#### Alıntı:
>>>>>
Slovenya ertesi ana kampımız olan Fransa’nın Toulon yakınlarındaki Dolce Fregate Hotele varmak üzere yola çıktık. Marsilya havaalanında bizim UEFA karşıladı. Karşılama oldukça görkemli ve heyecan vericiydi. Çok sayıda polis ne güvenlik ekibi eşliğinde TOULON A doğru yola çıktık. Yol boyunca Akdeniz Bölgesi’nin tüm özelliklerini hissettim. Hatta Datça yolunun eşsiz çam ve biberiye kokan, bol yeşillikli manzarası eşliğinde. Otele vardığınızda manzara, kurbağa sesleri, rüzgarın uğultusu beni çocukluğuma götürdü. Tabii her zaman olduğu gibi önce restorana geçtik.
Restoran maceralarımın oldukça zorlayıcı tarafları olmasına rağmen, güzellikleri paylaşacağım… İstediğim düzende servis alabilmek için epeyce uğraştım. Farklı kültürlerin mutfakları özellikle “Fransız Mutfağı” olması işimi çok kolaylaştırmadı ama deneyim açısından paha biçilmezdi… Açık büfe sunumundan lezzetlere kadar Türk – Fransız sentezi yakaladık. Ben ne kadar Fransız Mutfağı deneyimliyorsam, onlar da o kadar Türk Mutfağı öğrenmeye çalıştılar. Onları en çok şaşırtan yemeklerden biri de kıymalı bezelye oldu. Fransızlar bol kıyma sosa az bezelye ekliyorlar ve bezelyeler neredeyse çiğ olarak servis ediliyor. Sebzelerin çok pişirilmesine ben de taraftar değilim ancak kallavi bir kıymalı bezelye yemeğinin de hakkını vermek lazım.
<<<<<
#### Kayıtlı Veriler:
>>>>>
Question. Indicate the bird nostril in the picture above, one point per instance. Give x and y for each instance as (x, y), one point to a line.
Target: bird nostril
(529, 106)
<<<<<
#### Yönerge:
Lütfen Fransa kampı anlatısını son cümlesinden sonra sürdürün. Materyal, Fransa kampı anlatısından ayrı bir içeriktir.

#### Görev Yanıtı:
Provance’da müthiş deniz ürünleri var. Özellikle kabuklular, istiridye, çok Jumbo karidesler, ıstakozlar, yengeçler ve tabii müthiş taze balıklar… Kabukluları sirke ve limonla servis ediyorlar. Hatta istiridye için bizim kelle paça misali sirke sarımsak geliyor. Her gün deniz ürünleri mönüye girdi hal böyle olunca…
Sırada trüf mantarımız var. Özellikle risotto ve makarnalarda hepimizin gözdesi oldu. Sepet sepet gelen trüfler karşısında mutluluğumu gizlemedim açıkçası. Mutfak mücevherlerinden bana göre trüf… Her gün mönüye eklenen taze kuşkonmazlar, kişnişle tatlandırılan nohut salataları, akşamları bahçeye kurulan mangal yemeklerimizi keyifli hale getirdi. Hele o Fransız tatlıları yok mu?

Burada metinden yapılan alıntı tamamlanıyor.